Rows taken from a dataset:
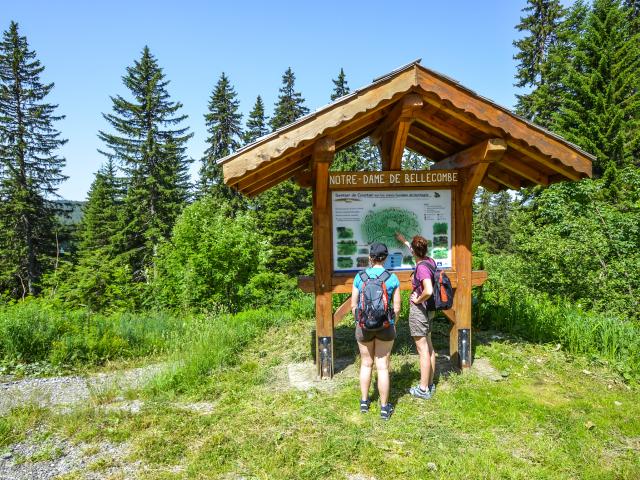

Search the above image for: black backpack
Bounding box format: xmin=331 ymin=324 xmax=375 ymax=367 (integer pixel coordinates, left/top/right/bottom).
xmin=356 ymin=270 xmax=391 ymax=330
xmin=416 ymin=260 xmax=453 ymax=310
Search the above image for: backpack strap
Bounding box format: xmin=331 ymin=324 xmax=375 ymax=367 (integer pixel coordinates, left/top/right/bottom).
xmin=416 ymin=260 xmax=438 ymax=281
xmin=378 ymin=270 xmax=391 ymax=282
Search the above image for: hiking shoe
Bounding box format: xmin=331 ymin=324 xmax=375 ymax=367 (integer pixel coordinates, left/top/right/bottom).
xmin=380 ymin=403 xmax=393 ymax=420
xmin=409 ymin=385 xmax=431 ymax=400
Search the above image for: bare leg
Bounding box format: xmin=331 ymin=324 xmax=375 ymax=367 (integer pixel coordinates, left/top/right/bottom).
xmin=426 ymin=333 xmax=436 ymax=385
xmin=358 ymin=340 xmax=375 ymax=400
xmin=413 ymin=336 xmax=433 ymax=390
xmin=374 ymin=338 xmax=393 ymax=405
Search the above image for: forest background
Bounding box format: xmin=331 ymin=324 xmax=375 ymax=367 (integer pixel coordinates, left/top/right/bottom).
xmin=0 ymin=0 xmax=640 ymax=382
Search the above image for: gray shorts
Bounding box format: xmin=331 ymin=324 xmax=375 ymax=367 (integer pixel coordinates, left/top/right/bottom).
xmin=356 ymin=323 xmax=396 ymax=343
xmin=409 ymin=303 xmax=436 ymax=337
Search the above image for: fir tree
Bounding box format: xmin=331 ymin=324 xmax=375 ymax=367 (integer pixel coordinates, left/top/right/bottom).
xmin=243 ymin=95 xmax=269 ymax=144
xmin=269 ymin=67 xmax=309 ymax=131
xmin=0 ymin=22 xmax=66 ymax=297
xmin=78 ymin=159 xmax=124 ymax=258
xmin=256 ymin=68 xmax=312 ymax=275
xmin=556 ymin=0 xmax=640 ymax=175
xmin=200 ymin=72 xmax=242 ymax=199
xmin=331 ymin=68 xmax=351 ymax=100
xmin=98 ymin=46 xmax=192 ymax=280
xmin=331 ymin=68 xmax=378 ymax=172
xmin=513 ymin=0 xmax=566 ymax=127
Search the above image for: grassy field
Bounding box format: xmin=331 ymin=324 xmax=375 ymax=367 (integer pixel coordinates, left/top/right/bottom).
xmin=0 ymin=308 xmax=640 ymax=480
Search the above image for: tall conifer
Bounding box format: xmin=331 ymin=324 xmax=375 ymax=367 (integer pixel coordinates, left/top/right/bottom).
xmin=256 ymin=68 xmax=312 ymax=275
xmin=513 ymin=0 xmax=566 ymax=127
xmin=200 ymin=72 xmax=242 ymax=200
xmin=0 ymin=22 xmax=66 ymax=297
xmin=243 ymin=95 xmax=269 ymax=143
xmin=98 ymin=46 xmax=192 ymax=280
xmin=556 ymin=0 xmax=640 ymax=175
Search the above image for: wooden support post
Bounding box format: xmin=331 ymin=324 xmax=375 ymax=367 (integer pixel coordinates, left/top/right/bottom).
xmin=370 ymin=93 xmax=423 ymax=171
xmin=450 ymin=139 xmax=507 ymax=371
xmin=311 ymin=138 xmax=335 ymax=378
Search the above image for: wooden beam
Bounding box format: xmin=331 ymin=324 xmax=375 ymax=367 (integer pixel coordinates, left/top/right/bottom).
xmin=431 ymin=138 xmax=507 ymax=171
xmin=234 ymin=149 xmax=311 ymax=192
xmin=370 ymin=93 xmax=423 ymax=145
xmin=487 ymin=165 xmax=522 ymax=190
xmin=418 ymin=69 xmax=592 ymax=176
xmin=241 ymin=161 xmax=308 ymax=197
xmin=498 ymin=152 xmax=549 ymax=186
xmin=407 ymin=136 xmax=442 ymax=161
xmin=298 ymin=270 xmax=487 ymax=293
xmin=409 ymin=122 xmax=460 ymax=156
xmin=507 ymin=140 xmax=591 ymax=181
xmin=480 ymin=175 xmax=504 ymax=193
xmin=293 ymin=170 xmax=313 ymax=188
xmin=417 ymin=105 xmax=480 ymax=145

**Task prompt**
Reproduce all of the data above word for word, leaving out the pictures.

**Response to the task**
Search the above image for: black backpack
Bounding box format: xmin=331 ymin=324 xmax=375 ymax=367 (integer pixel coordinates, left/top/right/bottom).
xmin=356 ymin=270 xmax=391 ymax=330
xmin=416 ymin=260 xmax=453 ymax=310
Search the above image for: backpack strap
Bounding box format: xmin=331 ymin=324 xmax=375 ymax=367 (integer pixel coordinates, left/top/right/bottom).
xmin=416 ymin=260 xmax=438 ymax=281
xmin=378 ymin=270 xmax=391 ymax=282
Search the above image for: hiking shoe
Bounding box format: xmin=331 ymin=324 xmax=375 ymax=367 (integer pixel coordinates, left/top/right/bottom).
xmin=380 ymin=403 xmax=393 ymax=420
xmin=409 ymin=385 xmax=431 ymax=400
Search the above image for: bare leg
Bounding box format: xmin=331 ymin=324 xmax=375 ymax=367 (integer pixel coordinates, left/top/right/bottom).
xmin=426 ymin=333 xmax=436 ymax=385
xmin=358 ymin=340 xmax=375 ymax=400
xmin=413 ymin=336 xmax=433 ymax=390
xmin=374 ymin=338 xmax=393 ymax=405
Search the above image for: forest background
Bounding box format: xmin=331 ymin=324 xmax=375 ymax=367 (integer pixel coordinates, left/top/right/bottom).
xmin=0 ymin=0 xmax=640 ymax=382
Search the above image for: gray shorts
Bounding box format: xmin=331 ymin=324 xmax=375 ymax=367 (integer pixel coordinates, left/top/right/bottom).
xmin=356 ymin=323 xmax=396 ymax=343
xmin=409 ymin=303 xmax=436 ymax=337
Search the above image for: fir tree
Bounding box format: xmin=331 ymin=324 xmax=375 ymax=367 (integer pixel coordinates, left/top/right/bottom).
xmin=243 ymin=95 xmax=269 ymax=144
xmin=269 ymin=67 xmax=309 ymax=131
xmin=0 ymin=22 xmax=66 ymax=297
xmin=78 ymin=159 xmax=124 ymax=258
xmin=256 ymin=68 xmax=312 ymax=275
xmin=556 ymin=0 xmax=640 ymax=175
xmin=200 ymin=72 xmax=242 ymax=199
xmin=331 ymin=68 xmax=351 ymax=100
xmin=98 ymin=46 xmax=192 ymax=280
xmin=331 ymin=68 xmax=378 ymax=172
xmin=513 ymin=0 xmax=566 ymax=127
Search the above image for: grassy field
Bounding box format: xmin=331 ymin=324 xmax=375 ymax=367 (integer pixel coordinates, left/top/right/bottom).
xmin=0 ymin=308 xmax=640 ymax=480
Search the above image for: tall conifer
Bounding box format: xmin=331 ymin=324 xmax=375 ymax=367 (integer pixel coordinates, left/top/right/bottom).
xmin=256 ymin=68 xmax=312 ymax=275
xmin=513 ymin=0 xmax=566 ymax=127
xmin=200 ymin=72 xmax=242 ymax=200
xmin=0 ymin=22 xmax=66 ymax=297
xmin=243 ymin=95 xmax=269 ymax=143
xmin=98 ymin=46 xmax=192 ymax=280
xmin=556 ymin=0 xmax=640 ymax=175
Search the above image for: wooden support post
Bounding box format: xmin=331 ymin=324 xmax=375 ymax=367 (integer pixel coordinates, left/top/right/bottom).
xmin=370 ymin=93 xmax=423 ymax=171
xmin=450 ymin=139 xmax=507 ymax=371
xmin=311 ymin=138 xmax=335 ymax=378
Search the above image for: wooden beam
Bounding box format: xmin=331 ymin=324 xmax=375 ymax=367 (integer pixel coordinates, left/top/right/bottom).
xmin=431 ymin=138 xmax=507 ymax=171
xmin=234 ymin=149 xmax=311 ymax=192
xmin=370 ymin=93 xmax=423 ymax=145
xmin=487 ymin=165 xmax=522 ymax=190
xmin=418 ymin=69 xmax=592 ymax=176
xmin=241 ymin=161 xmax=308 ymax=197
xmin=498 ymin=152 xmax=549 ymax=186
xmin=407 ymin=136 xmax=442 ymax=161
xmin=298 ymin=270 xmax=487 ymax=293
xmin=409 ymin=122 xmax=460 ymax=156
xmin=507 ymin=140 xmax=591 ymax=181
xmin=480 ymin=175 xmax=504 ymax=193
xmin=293 ymin=170 xmax=313 ymax=188
xmin=417 ymin=105 xmax=480 ymax=145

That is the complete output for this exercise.